DATA SHOWN:
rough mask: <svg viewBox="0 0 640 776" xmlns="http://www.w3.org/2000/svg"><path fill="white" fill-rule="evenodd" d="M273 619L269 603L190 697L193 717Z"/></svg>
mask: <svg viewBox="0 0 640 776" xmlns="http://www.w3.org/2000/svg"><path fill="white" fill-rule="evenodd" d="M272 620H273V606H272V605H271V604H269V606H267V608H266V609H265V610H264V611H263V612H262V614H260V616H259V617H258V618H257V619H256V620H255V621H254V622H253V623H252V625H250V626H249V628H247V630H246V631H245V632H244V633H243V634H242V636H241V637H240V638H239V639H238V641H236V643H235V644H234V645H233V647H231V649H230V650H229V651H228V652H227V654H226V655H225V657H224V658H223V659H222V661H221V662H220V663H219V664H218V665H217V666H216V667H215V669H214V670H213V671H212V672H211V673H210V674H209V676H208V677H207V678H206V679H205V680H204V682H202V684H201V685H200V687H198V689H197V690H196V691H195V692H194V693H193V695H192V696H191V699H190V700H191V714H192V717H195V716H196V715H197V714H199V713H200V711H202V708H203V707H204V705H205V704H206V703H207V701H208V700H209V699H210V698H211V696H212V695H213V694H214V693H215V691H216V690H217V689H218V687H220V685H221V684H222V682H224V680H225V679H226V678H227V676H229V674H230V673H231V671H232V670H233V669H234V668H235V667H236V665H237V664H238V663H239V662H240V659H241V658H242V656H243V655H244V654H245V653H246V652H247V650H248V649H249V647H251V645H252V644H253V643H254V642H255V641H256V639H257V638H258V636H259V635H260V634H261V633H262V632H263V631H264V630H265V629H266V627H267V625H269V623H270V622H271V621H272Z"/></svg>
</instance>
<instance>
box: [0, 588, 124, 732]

EXERCISE DIRECTIONS: An exact copy of the entire material is required.

RESPONSE BELOW:
rough mask: <svg viewBox="0 0 640 776" xmlns="http://www.w3.org/2000/svg"><path fill="white" fill-rule="evenodd" d="M273 619L269 603L190 697L193 717Z"/></svg>
mask: <svg viewBox="0 0 640 776" xmlns="http://www.w3.org/2000/svg"><path fill="white" fill-rule="evenodd" d="M272 620H273V606H272V605H271V604H269V606H267V608H266V609H265V610H264V611H263V612H262V614H260V616H259V617H258V618H257V619H256V620H255V621H254V622H253V623H252V625H250V626H249V628H247V630H246V631H245V632H244V633H243V634H242V636H241V637H240V638H239V639H238V641H236V643H235V644H234V645H233V647H231V649H230V650H229V651H228V652H227V654H226V655H225V657H224V658H223V659H222V661H221V662H220V663H219V664H218V665H217V666H216V667H215V669H214V670H213V671H212V672H211V673H210V674H209V676H208V677H207V678H206V679H205V680H204V682H202V684H201V685H200V687H198V689H197V690H196V691H195V692H194V693H193V695H192V696H191V699H190V700H191V714H192V717H195V716H196V715H197V714H199V713H200V711H202V708H203V707H204V705H205V704H206V703H207V701H208V700H209V699H210V698H211V696H212V695H213V694H214V693H215V691H216V690H217V689H218V687H220V685H221V684H222V682H224V680H225V679H226V678H227V676H229V674H230V673H231V671H232V670H233V669H234V668H235V667H236V665H237V664H238V663H239V662H240V659H241V658H242V656H243V655H244V654H245V653H246V652H247V650H248V649H249V647H251V645H252V644H253V643H254V642H255V641H256V639H257V638H258V636H259V635H260V634H261V633H262V632H263V631H264V630H265V629H266V627H267V625H269V623H270V622H271V621H272Z"/></svg>
</instance>
<instance>
box: [0, 588, 124, 732]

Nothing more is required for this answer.